Hair Loss Medications
Medications Can Prevent or Stop Hair Loss
But it is important to do your homework before trying any hair loss medication!
Hair loss medications can work. After approximately 15 years of widespread use for each, Propecia (finasteride) and Rogaine (minoxidil) have proven to be somewhat effective at halting and sometimes reversing hair loss. Medications are not for everyone, but for the hundreds of thousands of users of both medications, hair loss was defied -- it was not a fate that had to be accepted.
Propecia in particular, taken orally, is effective for 86 percent of users. About half actually regrow some lost hair, while for the other half the loss is simply stopped from advancing. Rogaine, which is applied topically to the scalp, is effective for only about 50 percent of those who use it. Both medications are more effective when used by individuals under age 40. The earlier in their hair loss experience that either medication is used, the more effective the results.
As with almost all forms of medication, finasteride and minoxidil come with side effects. Some are minor (skin irritation and itchiness, occasional growth of hair in unwanted places), others more significant (male fetuses can suffer significant adverse damage if the mother is exposed to Propecia). The individual user and family members present in the household need to be informed when choosing to use hair loss medications such as Propecia.
With both medications, hair loss resumes with discontinued use. The positive effects of Rogaine, hair counts and thickness, diminish after about five years of use.
And a note to women: Propecia is prescribed to men only, owing to the potential for birth defects (it also does not work in postmenopausal women), but Rogaine can be more effective for you than for men. Rogaine is now available over the counter -- no prescription required.
All of which shows it is essential to do your homework before trying hair loss medications.

########################################

> [Activities]
• a. Translate this sentence from the hair loss medications text into Spanish: "Both medications are more effective when used by individuals under age 40."
• b. According to the hair loss medications text, for about what share of its users is Rogaine effective?
• c. Reproduce the hair loss medications text starting at the words "As with almost" and ending after "years of use.".

> [Referring expression pointing data]
########################################

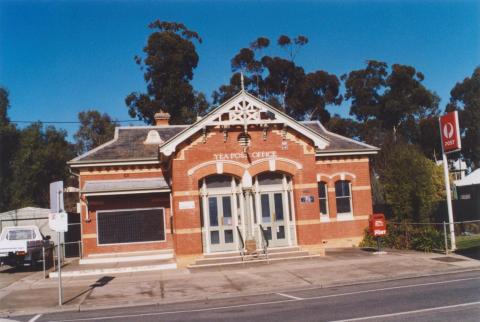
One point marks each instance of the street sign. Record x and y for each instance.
(58, 221)
(450, 132)
(378, 225)
(56, 196)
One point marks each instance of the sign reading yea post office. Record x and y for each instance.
(450, 132)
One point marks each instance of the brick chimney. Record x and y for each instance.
(162, 118)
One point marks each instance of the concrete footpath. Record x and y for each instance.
(32, 294)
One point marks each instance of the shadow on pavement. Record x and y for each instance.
(99, 283)
(473, 252)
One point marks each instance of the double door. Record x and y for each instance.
(221, 226)
(273, 218)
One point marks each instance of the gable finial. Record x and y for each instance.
(241, 81)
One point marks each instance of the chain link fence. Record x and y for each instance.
(430, 237)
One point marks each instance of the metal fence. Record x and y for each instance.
(50, 257)
(432, 237)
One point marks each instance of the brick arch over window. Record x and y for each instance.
(274, 164)
(343, 176)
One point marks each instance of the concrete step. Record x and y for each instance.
(237, 252)
(260, 261)
(260, 255)
(140, 253)
(105, 269)
(126, 257)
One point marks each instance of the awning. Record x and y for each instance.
(125, 186)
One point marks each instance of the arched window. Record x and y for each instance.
(343, 197)
(323, 198)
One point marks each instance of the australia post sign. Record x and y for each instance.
(450, 132)
(378, 225)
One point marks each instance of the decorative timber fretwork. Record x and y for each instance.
(243, 110)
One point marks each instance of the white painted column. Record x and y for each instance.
(286, 212)
(206, 217)
(293, 213)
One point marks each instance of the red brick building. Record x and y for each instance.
(202, 188)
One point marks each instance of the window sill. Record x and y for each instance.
(345, 217)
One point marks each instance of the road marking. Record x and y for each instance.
(175, 312)
(390, 288)
(217, 308)
(290, 296)
(409, 312)
(35, 318)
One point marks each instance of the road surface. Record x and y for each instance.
(447, 297)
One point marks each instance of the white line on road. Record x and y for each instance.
(35, 318)
(391, 288)
(296, 299)
(408, 312)
(290, 296)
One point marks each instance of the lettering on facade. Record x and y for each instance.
(186, 205)
(241, 155)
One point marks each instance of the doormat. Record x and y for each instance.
(449, 259)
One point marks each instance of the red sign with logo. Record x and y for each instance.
(378, 225)
(450, 132)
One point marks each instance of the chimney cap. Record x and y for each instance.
(161, 118)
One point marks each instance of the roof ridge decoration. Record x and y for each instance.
(243, 109)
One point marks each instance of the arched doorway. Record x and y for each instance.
(229, 209)
(221, 212)
(273, 208)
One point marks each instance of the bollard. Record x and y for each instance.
(445, 235)
(43, 261)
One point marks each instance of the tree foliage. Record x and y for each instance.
(95, 129)
(281, 82)
(41, 158)
(465, 97)
(8, 146)
(170, 58)
(392, 101)
(413, 184)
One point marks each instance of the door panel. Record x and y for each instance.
(221, 228)
(273, 218)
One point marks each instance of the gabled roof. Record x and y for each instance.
(243, 109)
(128, 145)
(340, 144)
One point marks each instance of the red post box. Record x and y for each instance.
(378, 225)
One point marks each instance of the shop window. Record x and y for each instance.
(130, 226)
(343, 197)
(323, 198)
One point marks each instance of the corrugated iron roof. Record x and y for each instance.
(102, 186)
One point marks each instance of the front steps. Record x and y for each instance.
(233, 259)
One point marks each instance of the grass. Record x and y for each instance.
(465, 242)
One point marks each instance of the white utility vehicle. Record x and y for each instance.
(20, 245)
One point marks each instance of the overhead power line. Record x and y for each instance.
(70, 122)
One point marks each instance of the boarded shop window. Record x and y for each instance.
(343, 196)
(131, 226)
(322, 197)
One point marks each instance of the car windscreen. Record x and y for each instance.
(21, 234)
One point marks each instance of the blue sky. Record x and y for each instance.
(61, 57)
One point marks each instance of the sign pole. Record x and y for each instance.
(449, 201)
(60, 295)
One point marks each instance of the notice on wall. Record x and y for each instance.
(186, 205)
(307, 199)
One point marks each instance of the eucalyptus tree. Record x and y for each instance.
(168, 63)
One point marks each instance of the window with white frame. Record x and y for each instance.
(343, 197)
(323, 198)
(130, 225)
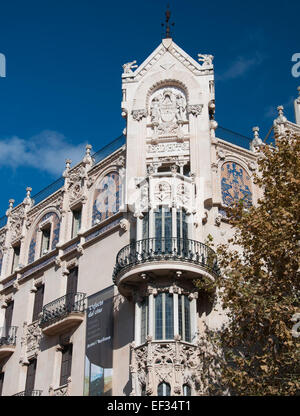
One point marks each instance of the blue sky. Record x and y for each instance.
(64, 63)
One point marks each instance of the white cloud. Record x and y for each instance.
(240, 66)
(46, 151)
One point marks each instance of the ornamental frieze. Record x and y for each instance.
(174, 362)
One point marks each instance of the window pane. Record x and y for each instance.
(163, 389)
(187, 319)
(144, 320)
(146, 225)
(158, 317)
(16, 258)
(186, 390)
(158, 228)
(76, 222)
(169, 329)
(180, 315)
(45, 240)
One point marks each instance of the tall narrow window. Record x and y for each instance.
(71, 289)
(163, 229)
(8, 317)
(38, 302)
(164, 317)
(45, 244)
(143, 390)
(30, 378)
(164, 389)
(146, 225)
(186, 390)
(144, 319)
(1, 382)
(66, 364)
(76, 221)
(184, 318)
(16, 258)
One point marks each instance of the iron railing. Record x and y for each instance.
(153, 249)
(29, 393)
(61, 307)
(8, 336)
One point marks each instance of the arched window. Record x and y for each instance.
(186, 390)
(163, 314)
(45, 236)
(144, 320)
(164, 389)
(107, 197)
(184, 318)
(163, 226)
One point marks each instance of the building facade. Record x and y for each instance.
(97, 289)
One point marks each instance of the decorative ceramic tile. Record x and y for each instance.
(235, 184)
(102, 230)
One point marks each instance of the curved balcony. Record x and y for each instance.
(8, 337)
(63, 313)
(29, 393)
(161, 254)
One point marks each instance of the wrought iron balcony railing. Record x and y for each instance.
(8, 336)
(61, 307)
(29, 393)
(154, 249)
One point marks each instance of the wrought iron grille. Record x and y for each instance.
(61, 307)
(29, 393)
(153, 249)
(8, 336)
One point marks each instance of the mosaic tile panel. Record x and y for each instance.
(1, 259)
(102, 230)
(107, 198)
(235, 184)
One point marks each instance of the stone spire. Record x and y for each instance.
(257, 142)
(297, 108)
(167, 24)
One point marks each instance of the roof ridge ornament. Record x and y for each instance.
(167, 24)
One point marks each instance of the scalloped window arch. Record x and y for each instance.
(107, 197)
(54, 235)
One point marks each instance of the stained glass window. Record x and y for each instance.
(164, 316)
(184, 318)
(163, 389)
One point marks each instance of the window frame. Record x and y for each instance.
(76, 226)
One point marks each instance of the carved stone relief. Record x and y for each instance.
(167, 110)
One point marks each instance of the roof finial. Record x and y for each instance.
(167, 24)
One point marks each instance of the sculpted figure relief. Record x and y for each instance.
(167, 110)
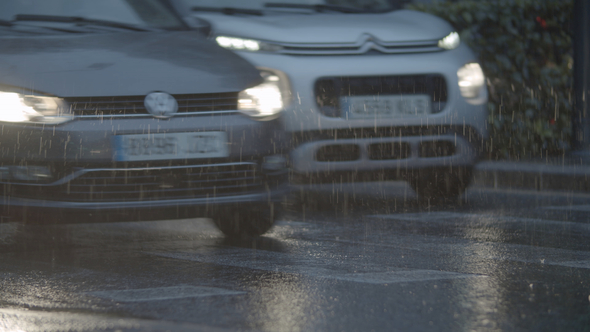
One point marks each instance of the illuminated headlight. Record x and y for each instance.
(267, 100)
(241, 44)
(450, 42)
(471, 80)
(16, 107)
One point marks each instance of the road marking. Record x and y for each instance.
(280, 263)
(404, 276)
(583, 208)
(506, 251)
(162, 293)
(575, 264)
(56, 320)
(482, 219)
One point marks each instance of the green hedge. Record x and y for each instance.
(525, 49)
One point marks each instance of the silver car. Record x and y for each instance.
(371, 91)
(106, 114)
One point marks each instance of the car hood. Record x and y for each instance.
(401, 25)
(116, 64)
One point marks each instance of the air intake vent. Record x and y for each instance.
(338, 152)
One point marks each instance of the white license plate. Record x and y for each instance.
(362, 107)
(170, 146)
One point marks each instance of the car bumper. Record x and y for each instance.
(461, 122)
(88, 183)
(43, 211)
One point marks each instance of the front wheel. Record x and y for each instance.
(441, 184)
(246, 222)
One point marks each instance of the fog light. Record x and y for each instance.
(274, 163)
(26, 173)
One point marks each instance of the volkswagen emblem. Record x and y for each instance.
(161, 105)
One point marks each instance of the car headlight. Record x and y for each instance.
(241, 44)
(265, 101)
(450, 42)
(471, 80)
(21, 108)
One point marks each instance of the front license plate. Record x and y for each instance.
(362, 107)
(170, 146)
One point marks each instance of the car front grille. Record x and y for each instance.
(329, 90)
(365, 45)
(146, 184)
(134, 105)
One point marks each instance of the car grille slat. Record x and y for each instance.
(147, 184)
(361, 47)
(134, 105)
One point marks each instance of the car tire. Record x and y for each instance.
(245, 222)
(441, 184)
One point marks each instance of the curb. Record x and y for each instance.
(532, 176)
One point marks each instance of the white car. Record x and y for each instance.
(371, 92)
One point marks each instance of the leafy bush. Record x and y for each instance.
(525, 49)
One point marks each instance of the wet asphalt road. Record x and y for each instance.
(362, 258)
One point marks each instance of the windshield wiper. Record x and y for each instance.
(317, 8)
(76, 19)
(229, 10)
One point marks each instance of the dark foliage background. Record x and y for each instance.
(525, 49)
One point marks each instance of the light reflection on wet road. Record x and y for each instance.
(385, 262)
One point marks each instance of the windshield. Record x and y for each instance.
(142, 13)
(358, 5)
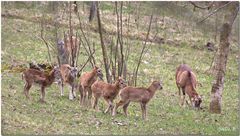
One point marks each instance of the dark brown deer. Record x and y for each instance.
(68, 76)
(107, 91)
(187, 82)
(67, 52)
(139, 94)
(86, 81)
(39, 77)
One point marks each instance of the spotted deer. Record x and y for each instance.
(107, 91)
(141, 95)
(187, 82)
(31, 76)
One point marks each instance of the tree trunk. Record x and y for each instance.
(222, 55)
(104, 50)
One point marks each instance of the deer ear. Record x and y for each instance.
(69, 68)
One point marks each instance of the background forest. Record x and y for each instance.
(143, 41)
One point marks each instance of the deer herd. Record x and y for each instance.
(92, 87)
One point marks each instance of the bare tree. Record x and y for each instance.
(104, 50)
(143, 49)
(231, 12)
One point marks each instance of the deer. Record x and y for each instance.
(68, 76)
(107, 91)
(141, 95)
(67, 51)
(187, 82)
(86, 81)
(41, 78)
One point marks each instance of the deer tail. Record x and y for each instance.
(191, 79)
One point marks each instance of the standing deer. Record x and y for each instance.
(137, 94)
(186, 80)
(68, 76)
(107, 91)
(39, 77)
(67, 52)
(86, 81)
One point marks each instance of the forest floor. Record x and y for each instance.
(62, 116)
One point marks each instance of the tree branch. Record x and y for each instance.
(215, 11)
(196, 6)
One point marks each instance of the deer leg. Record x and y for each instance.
(145, 110)
(180, 97)
(95, 103)
(81, 93)
(89, 96)
(70, 93)
(26, 90)
(142, 108)
(125, 108)
(110, 104)
(120, 103)
(183, 99)
(84, 96)
(60, 84)
(42, 94)
(74, 92)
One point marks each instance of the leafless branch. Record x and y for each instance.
(197, 6)
(89, 58)
(143, 49)
(104, 51)
(93, 61)
(46, 43)
(215, 11)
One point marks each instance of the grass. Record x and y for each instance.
(62, 116)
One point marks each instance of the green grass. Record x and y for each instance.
(62, 116)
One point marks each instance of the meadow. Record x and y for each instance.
(62, 116)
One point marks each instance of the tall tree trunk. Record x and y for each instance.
(222, 55)
(104, 49)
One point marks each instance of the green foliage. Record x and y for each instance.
(62, 116)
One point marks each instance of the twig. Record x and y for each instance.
(215, 11)
(50, 60)
(85, 38)
(195, 5)
(89, 57)
(143, 49)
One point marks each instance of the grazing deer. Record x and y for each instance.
(133, 94)
(107, 91)
(67, 52)
(86, 81)
(186, 80)
(68, 76)
(39, 77)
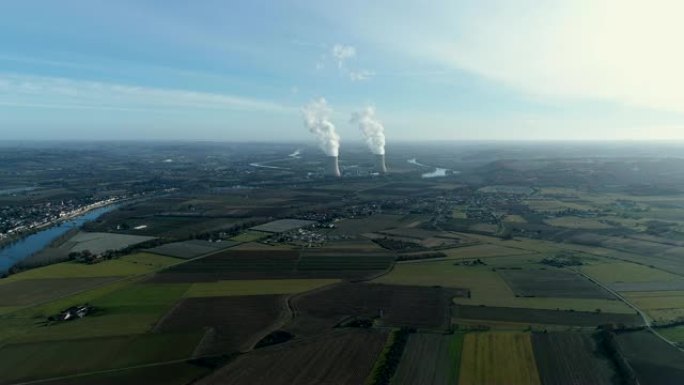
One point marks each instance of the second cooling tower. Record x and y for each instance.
(380, 165)
(332, 167)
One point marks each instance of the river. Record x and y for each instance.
(19, 250)
(437, 173)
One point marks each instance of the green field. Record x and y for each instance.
(570, 222)
(249, 236)
(498, 358)
(57, 358)
(487, 287)
(614, 272)
(661, 306)
(121, 309)
(255, 287)
(134, 264)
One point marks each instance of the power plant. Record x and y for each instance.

########################################

> [Solution set]
• a. Ambos medicamentos son más eficaces cuando los usan personas menores de 40 años.

• b. About 50 percent.

• c.
As with almost all forms of medication, finasteride and minoxidil come with side effects. Some are minor (skin irritation and itchiness, occasional growth of hair in unwanted places), others more significant (male fetuses can suffer significant adverse damage if the mother is exposed to Propecia). The individual user and family members present in the household need to be informed when choosing to use hair loss medications such as Propecia.
With both medications, hair loss resumes with discontinued use. The positive effects of Rogaine, hair counts and thickness, diminish after about five years of use.